# [Passage provided]
..............................

# Inverted leg press....



## kevo (Aug 7, 2003)

Much cop as part of a leg routine guys? I like training legs on them TBH but want the most bang for my buck.

Obviously I know the importance of squats but I want a good substitute to switch out with. :thumbup1:


----------



## MarkFranco (Aug 26, 2010)

????????

Look dangerous


----------



## Ak_88 (Nov 9, 2008)

More of a hamstring exercise too by the looks of it


----------



## skellan (Nov 15, 2009)

worth a try! I like it


----------



## Ironclad (Jun 23, 2009)

MarkFranco said:


> ????????
> 
> Look dangerous


LMAO you pratt :lol:


----------



## TryingToGetBig (May 20, 2010)

MarkFranco said:


> ????????
> 
> Look dangerous


Hahahaha, if i saw this in the gym id pi$$ from laughing so much :lol: :lol: :lol: :lol:


----------



## MarkFranco (Aug 26, 2010)

..............................

# [Information shown]

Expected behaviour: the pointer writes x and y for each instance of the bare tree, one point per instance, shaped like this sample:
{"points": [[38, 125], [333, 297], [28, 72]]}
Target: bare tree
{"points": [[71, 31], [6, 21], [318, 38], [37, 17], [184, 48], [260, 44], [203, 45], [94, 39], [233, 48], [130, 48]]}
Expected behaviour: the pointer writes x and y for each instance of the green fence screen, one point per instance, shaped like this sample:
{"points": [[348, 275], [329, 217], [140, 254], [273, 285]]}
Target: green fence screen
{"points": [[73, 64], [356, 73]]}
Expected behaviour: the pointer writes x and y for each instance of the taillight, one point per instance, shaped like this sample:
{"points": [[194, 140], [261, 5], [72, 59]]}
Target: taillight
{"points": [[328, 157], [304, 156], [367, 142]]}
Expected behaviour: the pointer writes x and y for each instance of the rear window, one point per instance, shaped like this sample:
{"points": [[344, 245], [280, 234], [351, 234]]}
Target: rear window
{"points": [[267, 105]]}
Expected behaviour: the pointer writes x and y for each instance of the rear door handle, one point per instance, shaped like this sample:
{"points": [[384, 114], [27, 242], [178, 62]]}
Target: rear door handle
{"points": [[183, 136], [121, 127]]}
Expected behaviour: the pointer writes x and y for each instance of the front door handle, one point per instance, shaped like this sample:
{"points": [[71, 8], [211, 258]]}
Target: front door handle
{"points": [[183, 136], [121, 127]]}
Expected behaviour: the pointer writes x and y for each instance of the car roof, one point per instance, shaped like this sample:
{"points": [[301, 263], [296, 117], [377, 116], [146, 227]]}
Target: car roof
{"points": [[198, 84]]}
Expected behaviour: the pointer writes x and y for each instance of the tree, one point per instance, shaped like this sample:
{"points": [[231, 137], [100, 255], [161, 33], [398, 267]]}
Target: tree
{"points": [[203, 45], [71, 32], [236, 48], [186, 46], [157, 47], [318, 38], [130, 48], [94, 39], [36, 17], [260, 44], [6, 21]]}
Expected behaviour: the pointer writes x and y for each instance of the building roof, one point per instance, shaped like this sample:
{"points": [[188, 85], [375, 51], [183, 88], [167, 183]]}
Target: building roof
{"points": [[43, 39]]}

..............................

# [Work to complete]
a) In the leg press thread, what kind of exercise does Ak_88 say the inverted leg press looks more like?
b) Duplicate the part of the leg press thread from "# Inverted leg" up to and including "for my buck.".
The records aren't needed for any of this.

# [Solutions in order]
a) More of a hamstring exercise.

b)
# Inverted leg press....



## kevo (Aug 7, 2003)

Much cop as part of a leg routine guys? I like training legs on them TBH but want the most bang for my buck.